## [WORK TO COMPLETE]
Give every entry again, word for word and in full.

## [RECORDS FOR PROCESSING]

★ ★ ★ ★ ★

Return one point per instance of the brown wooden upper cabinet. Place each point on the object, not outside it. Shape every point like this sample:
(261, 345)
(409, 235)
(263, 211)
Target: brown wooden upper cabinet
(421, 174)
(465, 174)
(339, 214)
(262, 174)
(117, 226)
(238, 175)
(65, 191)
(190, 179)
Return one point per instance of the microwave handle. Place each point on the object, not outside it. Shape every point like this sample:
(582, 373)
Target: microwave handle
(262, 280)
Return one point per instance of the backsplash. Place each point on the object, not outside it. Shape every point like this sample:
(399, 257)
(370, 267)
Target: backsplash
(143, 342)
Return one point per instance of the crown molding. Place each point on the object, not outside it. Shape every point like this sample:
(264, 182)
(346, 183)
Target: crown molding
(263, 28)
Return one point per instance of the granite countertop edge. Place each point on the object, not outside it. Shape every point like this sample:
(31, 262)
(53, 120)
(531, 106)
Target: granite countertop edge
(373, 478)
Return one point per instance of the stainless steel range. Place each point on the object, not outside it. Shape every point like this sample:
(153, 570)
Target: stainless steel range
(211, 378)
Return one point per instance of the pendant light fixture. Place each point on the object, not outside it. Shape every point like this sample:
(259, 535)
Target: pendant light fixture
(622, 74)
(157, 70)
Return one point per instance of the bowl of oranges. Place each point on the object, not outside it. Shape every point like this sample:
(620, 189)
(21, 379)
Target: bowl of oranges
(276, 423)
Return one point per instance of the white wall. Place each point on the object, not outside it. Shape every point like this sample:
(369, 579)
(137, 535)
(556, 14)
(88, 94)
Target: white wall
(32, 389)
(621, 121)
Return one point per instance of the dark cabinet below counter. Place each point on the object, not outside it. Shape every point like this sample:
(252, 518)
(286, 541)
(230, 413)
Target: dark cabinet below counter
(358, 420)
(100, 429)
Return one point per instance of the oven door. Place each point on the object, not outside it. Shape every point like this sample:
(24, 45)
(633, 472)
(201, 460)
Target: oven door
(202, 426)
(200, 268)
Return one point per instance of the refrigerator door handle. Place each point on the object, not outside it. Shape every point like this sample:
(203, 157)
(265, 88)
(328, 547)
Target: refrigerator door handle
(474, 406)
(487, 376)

★ ★ ★ ★ ★

## [EXERCISE RESULT]
Return one point per instance of the brown wooden upper cabinet. Place each point on the object, not outside it. Shape every point like this sample:
(261, 345)
(409, 235)
(263, 211)
Target: brown wooden upper cabinet
(421, 174)
(465, 174)
(339, 214)
(262, 174)
(117, 226)
(238, 175)
(65, 191)
(190, 179)
Return one point per instance of the microwave handle. Place each point on the object, not outside it. Shape every point like this sample:
(582, 373)
Target: microwave handle
(262, 280)
Return one point per instance of the backsplash. Place each point on the object, not outside it. Shape every point like this sample:
(399, 257)
(370, 267)
Target: backsplash
(143, 342)
Return one point per instance of the crown molding. Place each point on the object, not outside it. Shape every point like this sample:
(264, 182)
(346, 183)
Target: crown molding
(263, 28)
Return one point per instance of the granite countertop edge. Place each point on the object, not outside it. Shape every point like this sample:
(31, 262)
(53, 120)
(531, 106)
Target: granite countertop edge
(373, 478)
Return one point per instance of the stainless steel range. Place each point on the object, not outside it. Shape every point like this sample:
(153, 570)
Target: stainless steel range
(211, 378)
Return one point per instance of the pendant light fixture. Place each point on the object, not outside it. Shape every point like this sample:
(259, 535)
Target: pendant light fixture
(622, 74)
(157, 70)
Return one point per instance of the bowl of oranges. Place each point on the object, not outside it. Shape every point like this sample:
(620, 189)
(21, 379)
Target: bowl of oranges
(276, 423)
Return one point per instance of the white wall. Place each point on the object, not outside it. Shape every point like this sample:
(369, 579)
(137, 535)
(556, 14)
(88, 94)
Target: white wall
(32, 389)
(621, 121)
Return one point per instance of the dark cabinet below counter. Place each point on the object, not outside it. Shape every point like this sample:
(252, 518)
(286, 541)
(230, 413)
Target: dark cabinet below counter
(358, 420)
(100, 429)
Return one point per instance of the oven door. Place each point on the object, not outside it. Shape every point like this sample:
(24, 45)
(633, 472)
(201, 460)
Target: oven door
(202, 426)
(200, 268)
Return one point per instance of the refrigerator door handle. Place each point on the object, not outside it. Shape every point like this sample:
(203, 157)
(265, 88)
(328, 547)
Target: refrigerator door handle
(474, 406)
(487, 376)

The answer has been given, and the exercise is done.